▶ **WHAT TO WORK ON**: Write out again every line in the stretch below, from the one containing "Where can the rutabago" through the last line, and leave everything unchanged except the coordinates in the answers. Multiply each of those coordinates by 0.35 and round it to a whole number, rounding halves up.

▶ **EXTRACTED DATA**:
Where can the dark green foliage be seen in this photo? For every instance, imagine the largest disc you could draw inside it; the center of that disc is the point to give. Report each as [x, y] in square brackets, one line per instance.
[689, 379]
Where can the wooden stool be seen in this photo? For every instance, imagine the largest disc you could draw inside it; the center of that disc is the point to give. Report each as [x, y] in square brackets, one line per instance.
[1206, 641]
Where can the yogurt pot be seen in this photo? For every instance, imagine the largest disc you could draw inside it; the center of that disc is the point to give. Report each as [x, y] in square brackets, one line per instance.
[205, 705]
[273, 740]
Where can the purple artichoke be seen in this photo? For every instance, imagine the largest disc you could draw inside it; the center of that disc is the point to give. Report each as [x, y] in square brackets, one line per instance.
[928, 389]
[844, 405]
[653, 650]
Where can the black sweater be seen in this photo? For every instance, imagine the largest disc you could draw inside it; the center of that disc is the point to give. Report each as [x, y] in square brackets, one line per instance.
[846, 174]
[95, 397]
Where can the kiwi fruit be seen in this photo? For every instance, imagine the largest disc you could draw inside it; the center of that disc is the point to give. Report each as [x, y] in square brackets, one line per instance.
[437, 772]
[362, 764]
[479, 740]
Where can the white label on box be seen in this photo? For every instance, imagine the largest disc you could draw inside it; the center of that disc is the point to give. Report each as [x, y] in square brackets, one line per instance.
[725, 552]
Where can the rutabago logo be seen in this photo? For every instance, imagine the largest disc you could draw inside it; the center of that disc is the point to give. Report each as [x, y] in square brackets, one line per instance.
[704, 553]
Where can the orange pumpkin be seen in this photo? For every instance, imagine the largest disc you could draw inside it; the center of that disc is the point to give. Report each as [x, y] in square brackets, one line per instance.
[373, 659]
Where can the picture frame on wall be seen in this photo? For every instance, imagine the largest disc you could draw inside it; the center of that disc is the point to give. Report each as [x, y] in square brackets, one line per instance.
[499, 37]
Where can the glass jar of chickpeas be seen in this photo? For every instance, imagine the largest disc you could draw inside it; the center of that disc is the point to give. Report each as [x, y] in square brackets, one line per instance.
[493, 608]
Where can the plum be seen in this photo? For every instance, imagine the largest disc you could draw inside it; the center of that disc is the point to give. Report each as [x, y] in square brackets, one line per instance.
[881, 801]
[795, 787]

▶ **EXERCISE RESPONSE**:
Where can the rutabago logo be seen in this photo? For every instance, imagine the largest disc you could draw inside it; the center of that disc is the point to give. Report each as [x, y] in square brackets, one line per instance.
[246, 194]
Where can the orange pumpkin be seen in this photo? For every instance, imagine the largest disc you could draw inside it; the center of that disc is the point to give. Report each as [x, y] in square brackets, one line per instance.
[131, 231]
Where can the picture frame on wall be seen in this photo? For every instance, imagine the largest disc you could draw inside it; the center of that disc is the point to give. Report each as [x, y] in square brackets, one line per instance.
[175, 13]
Where can the glass jar of chickpeas be seen in this photo? For every instance, imagine the largest disc you could draw inside it; the center of that disc is the point to give. Report each as [x, y] in square brackets, one line per instance.
[173, 213]
Where can the plum be seen in this photo? For every instance, imagine the largest disc you could draw inside it; the center of that disc is the point to give. Report each as [x, y] in square brackets, one line per instance.
[308, 280]
[278, 275]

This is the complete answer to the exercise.